§ Excerpt to read
Friday, May 17, 2019

input section (update)



The main update to this section is in the cathode circuits connected to the "voice" switch: I now have the 2.7k resistor permanently in-circuit, and the switch just combines more resistance with that, in parallel.  This is so that the cathode is never open-circuited (allowed to float) as the switch is turned.




Sunday, May 12, 2019

power amps and power supplies

With the following schematics, the initial design is complete.  I.e., if you collect all the schematics posted so far (PNG images), and eliminate older versions which were superseded, then you'll have the schematic for a full guitar amp.  Of course, some values are unspecified ("TBD"), and no doubt there will be many changes and additions to come.








Wednesday, May 8, 2019

power amp design -- Lafayette LA-224

The previous post basically concludes the (initial) design of the preamp.  Now on to the power amp.  As mentioned earlier, I may eventually develop a range of power amp choices for this amp, but my preferred configuration (and the one I plan to build first) is (2) EL84 per channel.

I've been looking at the circuits of various guitar amps and hifi amps that use push-pull EL84 outputs, to see what I can copy.  One that I especially like, for several reasons, is the Lafayette LA-224.  I have an LA-224A which I've restored: it's our main stereo amp in the living room.  I love the sound, especially with vinyl, though I have to admit the distortion seems pretty high.  I think EL84s are better for guitar amps than for hifis!

I found a schematic online for the LA-224B (various scans of the same original image, at various internet sites); I believe the main difference between the "A" and the "B" is a change in external cosmetic appearance, but maybe there were other changes.  I notice, e.g., that the "B" apparently has dual-ganged pots for bass and treble, i.e., a single knob adjusts L & R together, for each; the "A" has concentric pot shafts so that you can adjust left and right separately (which is usually more annoyance than convenience: I approve of their change here; unfortunately, the cosmetic changes were not an improvement, the "A" looks much better IMO).

This is my re-drawing of just the power portion (one channel):

This combination of tube-rectified power supply, cathode-biased EL84s, and negative feedback, is the basic formula that I'm looking for, so I figure I may as well start from a known-working circuit design.

The Eico HF-81 was another possible template to copy, but that amp has R-C stuff in its feedback loop.  The LA-224 has a nice, simple negative feedback loop (the 7k Ohm and 200 Ohm resistors); it will be easy to add the presence and resonance controls into this circuit.  With the HF-81, it seems to already have frequency-shaping in the NFB loop, and... I dunno, I like it simple.

§ Provided information
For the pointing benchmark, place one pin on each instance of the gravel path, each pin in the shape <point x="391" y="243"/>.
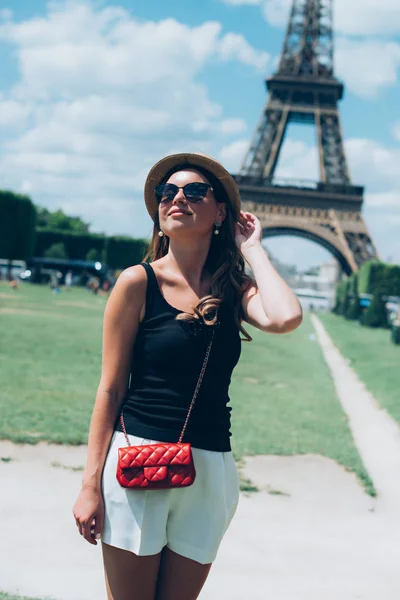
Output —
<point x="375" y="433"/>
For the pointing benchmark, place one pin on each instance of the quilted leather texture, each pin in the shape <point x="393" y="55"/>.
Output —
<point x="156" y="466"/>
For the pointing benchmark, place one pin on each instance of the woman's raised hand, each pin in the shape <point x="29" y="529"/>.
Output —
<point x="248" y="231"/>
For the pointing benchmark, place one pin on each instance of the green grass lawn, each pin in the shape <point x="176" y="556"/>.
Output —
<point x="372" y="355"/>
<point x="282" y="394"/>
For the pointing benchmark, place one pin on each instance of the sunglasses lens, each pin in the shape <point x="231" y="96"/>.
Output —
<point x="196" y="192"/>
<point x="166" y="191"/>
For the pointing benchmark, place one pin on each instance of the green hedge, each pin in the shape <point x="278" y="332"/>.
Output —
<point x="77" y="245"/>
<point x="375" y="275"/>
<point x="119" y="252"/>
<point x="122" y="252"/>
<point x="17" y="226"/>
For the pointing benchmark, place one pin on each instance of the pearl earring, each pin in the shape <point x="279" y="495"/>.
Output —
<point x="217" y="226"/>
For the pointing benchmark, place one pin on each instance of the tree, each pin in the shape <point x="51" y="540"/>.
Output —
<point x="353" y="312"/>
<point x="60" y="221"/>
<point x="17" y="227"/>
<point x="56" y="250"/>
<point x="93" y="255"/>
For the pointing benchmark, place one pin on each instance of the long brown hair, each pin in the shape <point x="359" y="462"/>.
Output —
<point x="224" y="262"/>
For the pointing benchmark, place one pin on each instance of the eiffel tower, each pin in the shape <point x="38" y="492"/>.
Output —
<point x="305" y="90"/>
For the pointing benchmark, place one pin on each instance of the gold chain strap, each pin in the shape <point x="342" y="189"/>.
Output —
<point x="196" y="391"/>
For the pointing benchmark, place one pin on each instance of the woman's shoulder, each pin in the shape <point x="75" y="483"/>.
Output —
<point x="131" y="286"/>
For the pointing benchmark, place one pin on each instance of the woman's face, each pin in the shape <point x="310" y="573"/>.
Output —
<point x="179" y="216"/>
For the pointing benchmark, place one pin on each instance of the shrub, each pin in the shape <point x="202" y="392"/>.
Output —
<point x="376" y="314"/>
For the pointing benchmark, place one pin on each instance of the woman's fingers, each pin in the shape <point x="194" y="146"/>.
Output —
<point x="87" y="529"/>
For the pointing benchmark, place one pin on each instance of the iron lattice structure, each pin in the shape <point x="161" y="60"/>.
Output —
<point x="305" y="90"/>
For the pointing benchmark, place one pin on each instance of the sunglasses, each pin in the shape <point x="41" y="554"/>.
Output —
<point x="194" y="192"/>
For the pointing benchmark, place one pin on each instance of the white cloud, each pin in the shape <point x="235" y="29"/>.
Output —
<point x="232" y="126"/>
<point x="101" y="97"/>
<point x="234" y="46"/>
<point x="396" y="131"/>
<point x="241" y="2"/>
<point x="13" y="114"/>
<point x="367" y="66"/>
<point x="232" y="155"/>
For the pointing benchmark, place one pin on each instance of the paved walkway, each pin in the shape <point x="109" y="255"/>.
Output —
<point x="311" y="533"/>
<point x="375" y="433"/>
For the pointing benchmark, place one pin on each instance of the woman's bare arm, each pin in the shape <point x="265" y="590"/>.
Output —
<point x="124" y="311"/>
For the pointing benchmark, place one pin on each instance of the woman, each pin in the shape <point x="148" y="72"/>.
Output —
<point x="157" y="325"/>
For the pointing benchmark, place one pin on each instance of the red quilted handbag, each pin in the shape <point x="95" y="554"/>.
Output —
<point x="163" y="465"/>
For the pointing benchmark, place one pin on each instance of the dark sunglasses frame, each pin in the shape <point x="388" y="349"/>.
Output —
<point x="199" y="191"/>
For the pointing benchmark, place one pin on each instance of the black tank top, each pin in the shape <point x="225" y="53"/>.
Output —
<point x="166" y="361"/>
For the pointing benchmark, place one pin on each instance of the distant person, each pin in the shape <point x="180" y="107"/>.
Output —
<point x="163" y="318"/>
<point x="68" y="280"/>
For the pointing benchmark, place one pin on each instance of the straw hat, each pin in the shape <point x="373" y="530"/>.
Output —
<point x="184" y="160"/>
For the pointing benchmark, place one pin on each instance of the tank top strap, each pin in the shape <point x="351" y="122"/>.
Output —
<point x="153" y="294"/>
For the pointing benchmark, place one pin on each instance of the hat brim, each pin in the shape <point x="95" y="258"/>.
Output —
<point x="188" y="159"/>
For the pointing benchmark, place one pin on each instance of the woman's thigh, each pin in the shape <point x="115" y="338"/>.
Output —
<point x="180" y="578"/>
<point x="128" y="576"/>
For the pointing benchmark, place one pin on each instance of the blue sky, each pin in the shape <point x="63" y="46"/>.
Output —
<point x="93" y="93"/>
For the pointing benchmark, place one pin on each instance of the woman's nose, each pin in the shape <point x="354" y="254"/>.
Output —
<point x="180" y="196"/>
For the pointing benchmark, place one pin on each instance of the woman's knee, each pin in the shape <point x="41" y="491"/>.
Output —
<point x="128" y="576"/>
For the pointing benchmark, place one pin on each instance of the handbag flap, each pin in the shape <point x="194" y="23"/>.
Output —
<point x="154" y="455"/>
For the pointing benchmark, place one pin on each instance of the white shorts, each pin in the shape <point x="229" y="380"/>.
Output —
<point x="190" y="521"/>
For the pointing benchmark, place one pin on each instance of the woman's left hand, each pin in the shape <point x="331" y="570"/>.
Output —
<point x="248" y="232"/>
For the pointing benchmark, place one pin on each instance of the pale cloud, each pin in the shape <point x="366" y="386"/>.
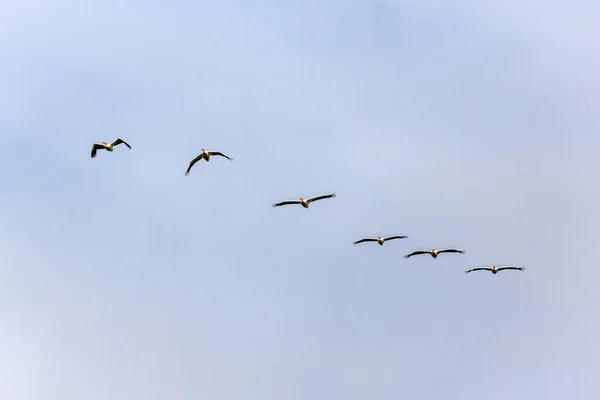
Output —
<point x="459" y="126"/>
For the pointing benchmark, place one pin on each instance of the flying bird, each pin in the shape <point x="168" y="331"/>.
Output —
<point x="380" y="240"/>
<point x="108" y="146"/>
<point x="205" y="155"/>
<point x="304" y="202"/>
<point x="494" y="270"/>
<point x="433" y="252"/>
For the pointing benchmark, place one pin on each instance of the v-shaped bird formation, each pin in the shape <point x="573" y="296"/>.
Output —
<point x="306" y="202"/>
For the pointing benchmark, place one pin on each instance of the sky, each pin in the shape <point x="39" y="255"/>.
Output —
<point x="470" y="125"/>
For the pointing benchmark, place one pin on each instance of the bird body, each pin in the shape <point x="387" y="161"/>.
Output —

§ Exercises to complete
a. In the guitar amp design posts, why does the 2.7k resistor on the "voice" switch now stay permanently in-circuit? Answer in one to three sentences.
b. Please write the next part of the guitar amp design posts, starting right after the last sentence of the LA-224 entry.
The listing plays no part here.

§ Answer list
a. The 2.7k resistor stays in-circuit so that the cathode is never open-circuited, or left to float, while the switch is turned. The switch now only adds more resistance in parallel with it.

b.
Really, the only subtlety in the LA-224 schematic above, is the R-C circuit in between the two 12AX7 stages.  From what I can tell, this is a lowpass filter with a very high cutoff frequency, around 2 MHz.  It reduces the gain well above the audio band, presumably to prevent oscillation.  (Maybe the R-C components in the HF-81 NFB loop accomplish this same frequency-compensation task; regardless, I like that the LA-224 doesn't have 'em there.)



Monday, May 6, 2019

relay control section

This is basically the only solid-state circuitry in the amp, other than diodes and LEDs.  Everything will fit on a small circuit board behind the six-switch "sx" panel.
The relay drive circuits use sections of the LM324s as comparators.  A given input goes "low" to turn on the relay, i.e., to enable the circuit section in question.  Inputs can be driven "low" either with the six front panel switches, or using the optional footswitch unit.  The LM324s drive 2N2222 transistors for greater current capacity; the transistors should handle up to 600mA each, more than enough to drive two parallel relay coils (as in the reverb section).

The 1M resistors produce a hysteresis band through positive feedback: i.e., if the input voltage drops to a low enough value to just barely flip the output to "high", it must then rise more than the width of the hysteresis band (perhaps about 0.5v) before the output will flip back to "low".  This prevents oscillation or noise when the input voltage is close to the threshold voltage; the threshold shifts slightly, making the output "reluctant" to change.

This control circuit is completely isolated from the audio portion of the amp (note the use of a different ground symbol).  Power comes from a small plug-in DC power supply (aka "wall wart"), which plugs into an AC outlet provided for this purpose, inside the amp.  This outlet is switched by the "preamp" power switch.

Originally, I thought I could use the stereo effects return jacks as power amp inputs; doing this would have required some tricky wiring in the bypass relay circuits, so that the jacks would function properly even when the preamp power is off.  However, I have since relocated the effects returns such that they can't double as power amp inputs, anyway.  So, no tricky wiring, all six bypass circuits operate the same way.  And there will need to be four additional jacks provided on the back panel: stereo pairs of "pre out" and "pwr in".